** Opening Task data block **
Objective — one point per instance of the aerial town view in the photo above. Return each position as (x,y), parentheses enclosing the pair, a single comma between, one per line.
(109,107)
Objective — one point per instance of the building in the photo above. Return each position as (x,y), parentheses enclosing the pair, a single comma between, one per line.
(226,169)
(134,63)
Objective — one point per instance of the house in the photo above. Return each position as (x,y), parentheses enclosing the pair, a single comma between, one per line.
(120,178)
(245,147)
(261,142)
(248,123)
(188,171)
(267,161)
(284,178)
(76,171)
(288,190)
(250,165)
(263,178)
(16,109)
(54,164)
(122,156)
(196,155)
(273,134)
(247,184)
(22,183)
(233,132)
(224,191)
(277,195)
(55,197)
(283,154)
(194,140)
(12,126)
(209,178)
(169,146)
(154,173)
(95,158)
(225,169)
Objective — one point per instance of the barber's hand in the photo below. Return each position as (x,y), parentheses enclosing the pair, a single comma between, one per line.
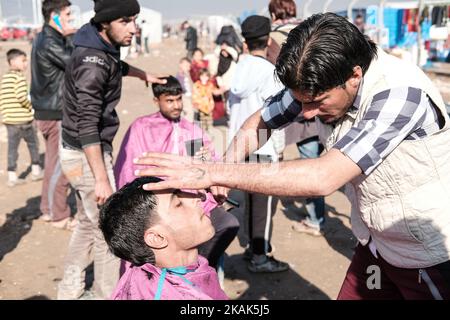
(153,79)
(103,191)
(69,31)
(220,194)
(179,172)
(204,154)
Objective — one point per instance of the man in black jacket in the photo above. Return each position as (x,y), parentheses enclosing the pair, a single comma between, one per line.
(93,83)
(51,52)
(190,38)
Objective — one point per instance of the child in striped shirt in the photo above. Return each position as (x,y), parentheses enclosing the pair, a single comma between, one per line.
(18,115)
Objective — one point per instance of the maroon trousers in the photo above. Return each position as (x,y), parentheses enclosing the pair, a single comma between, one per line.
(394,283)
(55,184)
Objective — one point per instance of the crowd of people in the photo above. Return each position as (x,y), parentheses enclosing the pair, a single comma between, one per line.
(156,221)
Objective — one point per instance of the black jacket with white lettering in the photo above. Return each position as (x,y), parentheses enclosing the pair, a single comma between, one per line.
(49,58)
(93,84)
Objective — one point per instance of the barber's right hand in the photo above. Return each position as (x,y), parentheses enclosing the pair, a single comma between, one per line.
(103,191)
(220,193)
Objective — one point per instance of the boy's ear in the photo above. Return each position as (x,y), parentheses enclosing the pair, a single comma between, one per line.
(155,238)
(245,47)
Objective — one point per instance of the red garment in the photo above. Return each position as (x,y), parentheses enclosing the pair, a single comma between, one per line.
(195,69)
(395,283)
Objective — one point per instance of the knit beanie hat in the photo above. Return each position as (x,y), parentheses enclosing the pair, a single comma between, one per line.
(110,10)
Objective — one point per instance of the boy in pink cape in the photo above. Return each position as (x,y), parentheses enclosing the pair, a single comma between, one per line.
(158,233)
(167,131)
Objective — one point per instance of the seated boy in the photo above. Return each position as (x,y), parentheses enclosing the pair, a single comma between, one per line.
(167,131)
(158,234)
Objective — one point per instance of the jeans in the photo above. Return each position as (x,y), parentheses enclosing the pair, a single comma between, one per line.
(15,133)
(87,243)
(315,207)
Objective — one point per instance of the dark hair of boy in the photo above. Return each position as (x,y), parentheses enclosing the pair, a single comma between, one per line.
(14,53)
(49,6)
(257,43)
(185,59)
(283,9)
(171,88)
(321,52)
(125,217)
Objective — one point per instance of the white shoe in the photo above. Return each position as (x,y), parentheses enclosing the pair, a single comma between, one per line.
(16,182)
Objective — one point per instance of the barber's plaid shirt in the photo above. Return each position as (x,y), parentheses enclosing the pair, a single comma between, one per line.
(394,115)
** Closing Task data block **
** Opening Task data block **
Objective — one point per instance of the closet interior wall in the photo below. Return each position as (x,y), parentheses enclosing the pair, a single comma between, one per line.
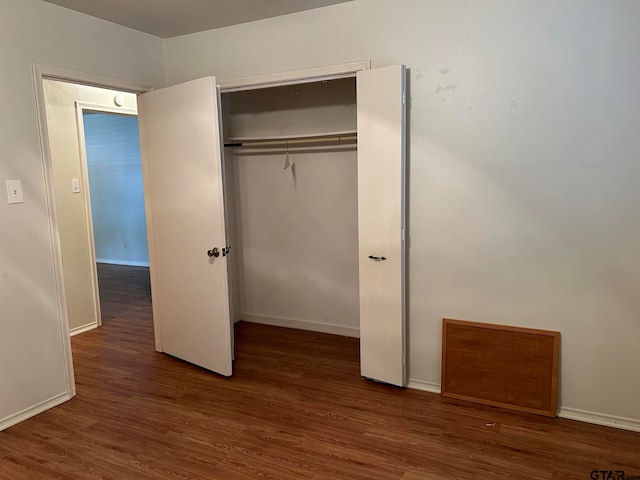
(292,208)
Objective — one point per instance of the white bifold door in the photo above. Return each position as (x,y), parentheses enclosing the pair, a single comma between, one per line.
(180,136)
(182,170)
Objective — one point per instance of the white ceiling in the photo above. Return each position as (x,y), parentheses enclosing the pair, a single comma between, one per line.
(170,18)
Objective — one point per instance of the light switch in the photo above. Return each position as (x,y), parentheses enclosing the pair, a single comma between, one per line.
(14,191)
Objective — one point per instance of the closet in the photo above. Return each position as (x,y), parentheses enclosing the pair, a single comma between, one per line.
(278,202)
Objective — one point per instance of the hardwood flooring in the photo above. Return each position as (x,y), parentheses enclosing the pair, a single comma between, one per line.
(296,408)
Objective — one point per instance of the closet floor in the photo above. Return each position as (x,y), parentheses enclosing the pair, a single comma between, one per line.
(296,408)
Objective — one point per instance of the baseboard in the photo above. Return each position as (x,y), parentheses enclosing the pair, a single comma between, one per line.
** Closing Task data block **
** Opening Task data block **
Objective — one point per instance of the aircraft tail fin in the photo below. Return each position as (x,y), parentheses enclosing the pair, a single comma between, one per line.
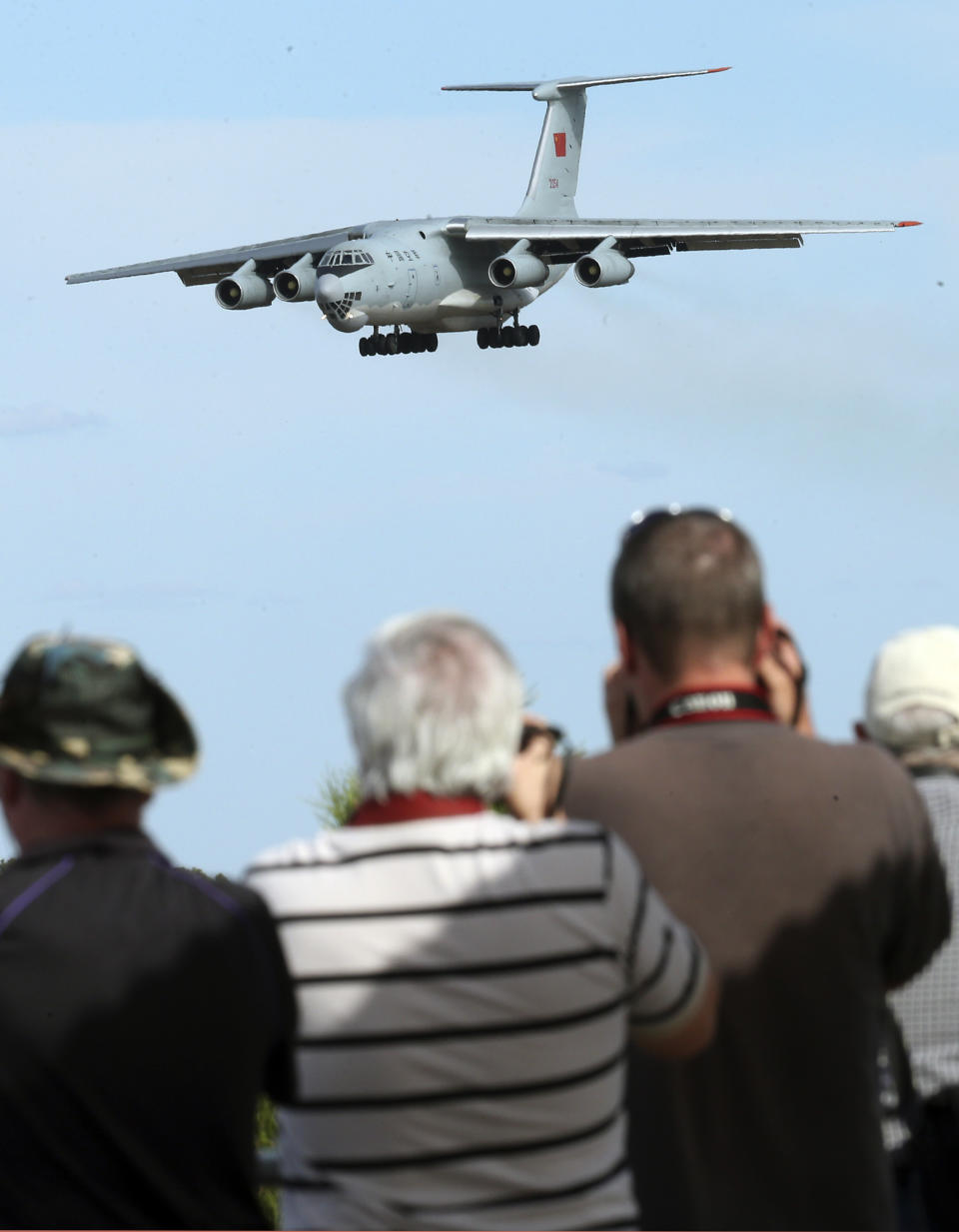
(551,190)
** Closing Task data block **
Exercise prompt:
In the listing above, transcribe exactly everything from the line containing "Objective — one point per instance of the closet floor" down to the line containing "Objective — one point per instance of the baseboard", including both and nothing more.

Answer to the problem:
Objective — one point per instance of the closet floor in the photo above. Return each position as (x,y), parentheses enclosing the pair, a single comma between, one per line.
(296,408)
Objective — one point per instance of the baseboard in the photo above. Return each position as (x,y), parentheses enclosing the pair, a single comma between, one per line.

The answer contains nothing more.